__WHAT YOU NEED TO DO__. Copy the records below exactly, leaving out any pictures.

__DATA EXCERPTS__.
· · · ·

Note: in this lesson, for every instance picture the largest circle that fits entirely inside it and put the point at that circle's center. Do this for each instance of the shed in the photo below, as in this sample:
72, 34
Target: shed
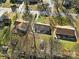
66, 33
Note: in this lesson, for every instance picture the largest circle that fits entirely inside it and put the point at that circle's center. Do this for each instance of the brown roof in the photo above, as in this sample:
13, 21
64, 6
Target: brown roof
65, 31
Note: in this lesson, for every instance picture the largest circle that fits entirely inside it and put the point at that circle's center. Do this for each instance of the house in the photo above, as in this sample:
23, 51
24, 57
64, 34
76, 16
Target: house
6, 20
2, 12
2, 1
66, 33
20, 27
42, 28
68, 4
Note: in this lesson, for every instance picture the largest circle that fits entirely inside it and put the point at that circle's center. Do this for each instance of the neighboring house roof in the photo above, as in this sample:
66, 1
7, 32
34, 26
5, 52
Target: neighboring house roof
65, 30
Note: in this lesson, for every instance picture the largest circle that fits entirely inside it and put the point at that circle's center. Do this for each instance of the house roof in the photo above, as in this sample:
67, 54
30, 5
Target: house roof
21, 21
65, 30
23, 26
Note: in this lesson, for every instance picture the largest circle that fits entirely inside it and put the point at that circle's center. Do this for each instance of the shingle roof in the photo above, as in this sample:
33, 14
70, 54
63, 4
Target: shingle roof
65, 30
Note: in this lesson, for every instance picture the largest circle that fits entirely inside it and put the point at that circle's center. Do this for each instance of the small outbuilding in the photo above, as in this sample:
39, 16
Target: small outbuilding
66, 33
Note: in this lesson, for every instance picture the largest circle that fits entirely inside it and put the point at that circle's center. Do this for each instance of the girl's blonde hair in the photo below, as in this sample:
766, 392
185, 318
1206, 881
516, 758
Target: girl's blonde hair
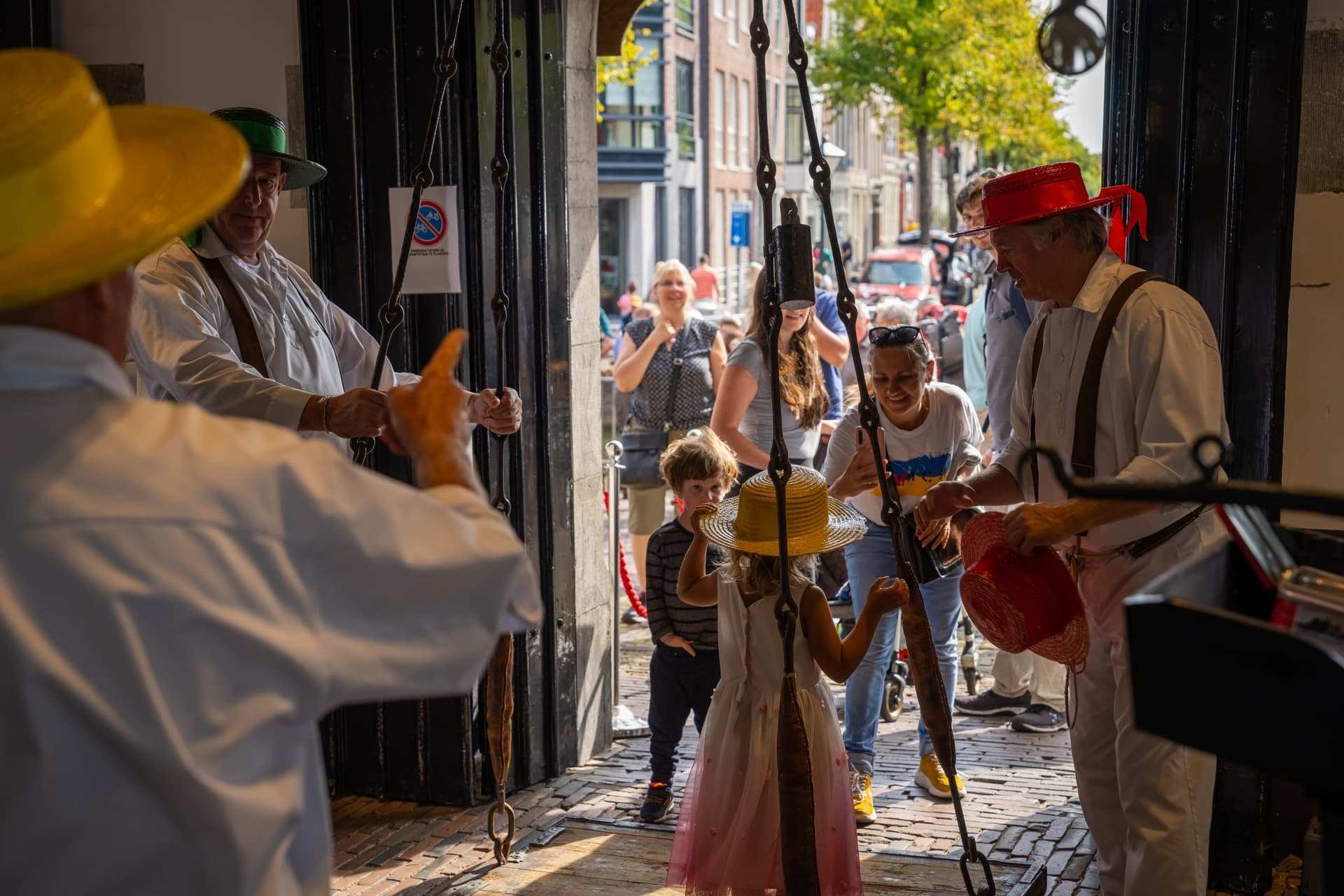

· · · ·

__ANSWER FOR THIS EXERCISE__.
Note: in this lesson, for every instance picture the largest circle that fits entirely inside it and put the point at that circle's center. Do this for each instance of the shed in the photo below, as in this sample:
72, 34
Target: shed
66, 33
Note: in this lesson, for every instance picture the largest circle that fits entirely inside it and put the point at that circle's center. Do this for each instance of the brown roof in the photo above, as in this sample:
13, 21
64, 6
Target: brown roof
65, 31
Note: in this lesson, for every instance picture the largest circle that fits entirely inside it and put the point at that circle's center. Do this for each instance of the house in the photo above, as in this sample:
23, 51
24, 57
64, 34
76, 16
Target: house
6, 20
2, 12
2, 1
66, 33
20, 27
42, 28
68, 4
Note: in this lesson, for every instance picture the largest circle that fits entirely inside it and put the point at that circle's center. Do this for each instance of the neighboring house roof in the photo above, as in this sample:
66, 1
7, 32
34, 26
5, 52
Target: neighboring house roof
65, 30
Note: in this lesson, for every instance picture the largest circle that fits entirely inside it and put the point at that circle's center. Do this for each instance of the house roof in the photo above, as in this sample:
67, 54
30, 5
Target: house roof
21, 21
65, 30
23, 26
Note: in this lesson, for every instance picture the largest circle that fits entirely inside it and put the point at that circle's center. Do this for each instance of the shingle roof in the photo above, as in this sample:
33, 14
70, 54
63, 4
Target: shingle roof
65, 30
Note: in this lesson, for every instance picture the largest circle that fits entirely inside it and put the point at that circle's center. Do this for each instance of the small outbuilding in the photo above, as in this sample:
39, 16
Target: small outbuilding
66, 33
Note: in this lesson, for every instance picture the largest circle that fits entirely inside it and put the point at that circle's center. Do this for each instance of the girl's blonde hair in the photo below, as in this sample:
766, 392
185, 318
1206, 881
516, 758
Target: girl's blonde hair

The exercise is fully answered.